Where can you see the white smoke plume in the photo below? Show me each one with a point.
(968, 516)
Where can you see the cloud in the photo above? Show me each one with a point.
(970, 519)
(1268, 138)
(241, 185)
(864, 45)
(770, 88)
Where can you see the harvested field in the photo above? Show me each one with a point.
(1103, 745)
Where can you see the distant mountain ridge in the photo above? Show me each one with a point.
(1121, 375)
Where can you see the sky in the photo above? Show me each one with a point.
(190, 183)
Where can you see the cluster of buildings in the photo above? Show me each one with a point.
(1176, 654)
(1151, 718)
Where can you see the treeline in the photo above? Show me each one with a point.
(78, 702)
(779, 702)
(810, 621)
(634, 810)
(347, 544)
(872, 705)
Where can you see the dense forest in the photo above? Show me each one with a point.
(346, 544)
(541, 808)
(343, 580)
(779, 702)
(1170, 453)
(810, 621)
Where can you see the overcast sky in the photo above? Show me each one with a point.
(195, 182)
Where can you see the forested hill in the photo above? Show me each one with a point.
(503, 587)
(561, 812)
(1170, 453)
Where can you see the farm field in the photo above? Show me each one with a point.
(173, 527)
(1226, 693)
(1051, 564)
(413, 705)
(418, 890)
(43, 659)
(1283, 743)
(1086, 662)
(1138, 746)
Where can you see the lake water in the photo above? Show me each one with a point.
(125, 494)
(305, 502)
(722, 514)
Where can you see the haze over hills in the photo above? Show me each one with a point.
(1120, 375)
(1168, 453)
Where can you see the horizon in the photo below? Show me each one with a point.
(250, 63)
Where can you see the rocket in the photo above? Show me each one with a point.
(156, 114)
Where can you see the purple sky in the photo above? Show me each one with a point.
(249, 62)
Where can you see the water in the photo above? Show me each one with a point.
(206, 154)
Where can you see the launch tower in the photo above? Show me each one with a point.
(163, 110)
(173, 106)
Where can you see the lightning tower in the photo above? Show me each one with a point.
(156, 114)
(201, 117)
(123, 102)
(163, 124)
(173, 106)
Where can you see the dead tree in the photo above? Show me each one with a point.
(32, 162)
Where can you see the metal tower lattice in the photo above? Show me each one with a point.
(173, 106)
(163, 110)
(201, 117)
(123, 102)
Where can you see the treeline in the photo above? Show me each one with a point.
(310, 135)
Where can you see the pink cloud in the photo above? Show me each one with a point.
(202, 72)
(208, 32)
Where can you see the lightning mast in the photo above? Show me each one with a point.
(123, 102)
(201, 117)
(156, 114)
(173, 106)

__Short task__. Output each record exactly, leaving nothing out.

__Response to this task__.
Where can you see the white smoke plume in the photo below? Show me each one with a point.
(968, 516)
Where can you see the cloud in the photo above? Show me each one with a point.
(970, 519)
(1268, 138)
(241, 185)
(864, 45)
(770, 88)
Where can you see the harvested field in the photo above? Show me each one with a point.
(1103, 745)
Where can you see the distant mountain ridge in the photo above? Show me each one with a point.
(1121, 375)
Where can you see the sky in the photo above? Show me each one with a point.
(190, 183)
Where can you see the cluster of buildings in the photo above? Show me each one with a point.
(1176, 654)
(1151, 718)
Where can you see the treeline in the photo above? Show me each one with a point.
(78, 702)
(779, 702)
(810, 621)
(634, 810)
(347, 544)
(872, 705)
Where can you see the dense forest in the photo above? Show me each one with a point.
(346, 544)
(541, 808)
(343, 580)
(779, 702)
(1170, 453)
(810, 621)
Where can you see the overcast sky in the photo above? Show me each one with a point.
(195, 182)
Where can you see the forested hill in the photo above? Show me each one with a point.
(503, 587)
(561, 812)
(1170, 453)
Where can you see the farm field in the photo above? Show me each one with a point.
(173, 527)
(1226, 693)
(1051, 564)
(413, 705)
(418, 890)
(43, 659)
(1283, 743)
(1086, 662)
(1138, 746)
Where can you see the lake water in the photo above? Show me each one with a point.
(125, 494)
(305, 502)
(722, 514)
Where can you see the haze over hills in the photo above? Show me each one with a point.
(1120, 375)
(1168, 453)
Where can you see the horizon in the photo below? Show me each one with a point.
(250, 63)
Where can you see the rocket in the photo above? Show me each one with a point.
(156, 114)
Where can you see the purple sky in the photo above? Show me each one with a point.
(249, 62)
Where can you see the water in the photo above? Show me each one with a point.
(206, 154)
Where can you see the launch tower in the photo above? Show me each one with a point.
(163, 110)
(173, 106)
Where can you see the lightning tower in the photo above? Show me each one with a point.
(156, 114)
(201, 117)
(123, 102)
(163, 124)
(173, 106)
Where can you see the dead tree in the photo above? Show me each one with a point.
(32, 162)
Where can you see the metal tower lattice in the photo above? Show me each one with a point.
(173, 106)
(163, 110)
(201, 117)
(123, 102)
Where can you see the treeline in the photo above? Show me each one with a point.
(310, 135)
Where can you see the pink cloud in the photo above? Show me each one with a point.
(202, 72)
(208, 32)
Where can you see the lightning mast in the photo above? Show me each one with a point.
(123, 102)
(201, 117)
(156, 114)
(173, 106)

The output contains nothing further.